- Opening Delimiter -
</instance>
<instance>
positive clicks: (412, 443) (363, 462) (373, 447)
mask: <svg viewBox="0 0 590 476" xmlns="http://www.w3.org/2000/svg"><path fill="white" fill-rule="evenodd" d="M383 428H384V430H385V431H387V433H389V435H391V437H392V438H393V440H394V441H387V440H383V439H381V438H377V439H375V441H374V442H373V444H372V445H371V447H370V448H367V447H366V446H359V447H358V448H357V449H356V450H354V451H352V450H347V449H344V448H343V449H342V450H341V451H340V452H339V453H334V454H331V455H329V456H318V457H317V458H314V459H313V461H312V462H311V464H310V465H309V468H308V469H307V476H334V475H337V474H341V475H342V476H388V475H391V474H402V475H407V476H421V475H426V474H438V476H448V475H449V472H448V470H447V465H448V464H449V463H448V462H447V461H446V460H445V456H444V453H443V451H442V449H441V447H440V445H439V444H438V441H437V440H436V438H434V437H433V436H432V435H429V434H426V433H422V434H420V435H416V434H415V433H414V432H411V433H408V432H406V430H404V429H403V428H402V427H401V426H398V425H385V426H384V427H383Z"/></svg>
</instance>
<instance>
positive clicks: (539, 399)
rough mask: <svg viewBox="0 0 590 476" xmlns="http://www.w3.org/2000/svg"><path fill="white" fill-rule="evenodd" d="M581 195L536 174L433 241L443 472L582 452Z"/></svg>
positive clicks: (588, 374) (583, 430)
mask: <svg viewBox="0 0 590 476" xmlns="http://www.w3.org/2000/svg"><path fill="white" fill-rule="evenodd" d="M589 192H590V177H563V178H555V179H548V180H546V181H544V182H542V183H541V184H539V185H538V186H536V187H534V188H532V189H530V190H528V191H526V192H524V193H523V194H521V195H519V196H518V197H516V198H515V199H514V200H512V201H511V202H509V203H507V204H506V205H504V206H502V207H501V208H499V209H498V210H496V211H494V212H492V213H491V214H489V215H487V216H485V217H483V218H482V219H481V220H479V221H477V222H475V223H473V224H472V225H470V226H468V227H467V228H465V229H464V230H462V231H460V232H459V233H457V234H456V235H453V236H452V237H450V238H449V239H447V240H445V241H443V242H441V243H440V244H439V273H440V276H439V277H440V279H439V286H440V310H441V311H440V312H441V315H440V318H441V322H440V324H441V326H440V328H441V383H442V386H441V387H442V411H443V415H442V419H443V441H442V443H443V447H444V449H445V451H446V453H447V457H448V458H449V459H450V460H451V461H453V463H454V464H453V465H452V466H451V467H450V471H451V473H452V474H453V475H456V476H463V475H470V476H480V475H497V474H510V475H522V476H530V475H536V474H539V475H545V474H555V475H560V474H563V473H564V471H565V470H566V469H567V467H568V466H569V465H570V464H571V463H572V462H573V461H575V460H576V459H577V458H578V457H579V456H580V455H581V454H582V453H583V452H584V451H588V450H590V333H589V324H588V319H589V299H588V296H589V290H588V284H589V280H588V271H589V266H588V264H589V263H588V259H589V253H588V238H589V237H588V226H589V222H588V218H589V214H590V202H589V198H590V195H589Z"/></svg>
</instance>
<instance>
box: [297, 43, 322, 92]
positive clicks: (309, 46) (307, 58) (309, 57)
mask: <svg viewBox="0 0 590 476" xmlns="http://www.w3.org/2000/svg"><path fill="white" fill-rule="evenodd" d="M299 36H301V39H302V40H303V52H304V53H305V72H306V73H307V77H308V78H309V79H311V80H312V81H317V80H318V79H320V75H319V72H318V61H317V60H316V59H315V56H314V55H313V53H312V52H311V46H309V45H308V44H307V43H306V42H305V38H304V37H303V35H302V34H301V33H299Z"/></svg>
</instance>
- Closing Delimiter -
# ASSIGNMENT:
Restate the listing exactly, starting at its first line and ending at the line where "positive clicks: (539, 399)" occurs; include both and no other lines.

# OUTPUT:
</instance>
<instance>
positive clicks: (412, 443) (363, 462) (373, 447)
mask: <svg viewBox="0 0 590 476" xmlns="http://www.w3.org/2000/svg"><path fill="white" fill-rule="evenodd" d="M383 428H384V430H385V431H387V433H389V435H391V437H392V438H393V440H394V441H387V440H383V439H381V438H377V439H375V441H374V442H373V444H372V445H371V447H370V448H367V447H366V446H359V447H358V448H357V449H356V450H354V451H352V450H347V449H344V448H343V449H342V450H341V451H340V452H339V453H334V454H331V455H329V456H318V457H317V458H314V459H313V461H312V462H311V464H310V465H309V468H308V469H307V476H334V475H337V474H341V475H342V476H388V475H391V474H402V475H407V476H421V475H426V474H438V476H448V475H449V472H448V470H447V465H448V464H449V463H448V462H447V461H446V460H445V456H444V453H443V451H442V449H441V447H440V445H439V444H438V441H437V440H436V438H434V437H433V436H432V435H429V434H426V433H422V434H420V435H416V434H415V433H414V432H411V433H408V432H406V430H404V429H403V428H402V427H401V426H398V425H385V426H384V427H383Z"/></svg>
</instance>
<instance>
positive clicks: (539, 399)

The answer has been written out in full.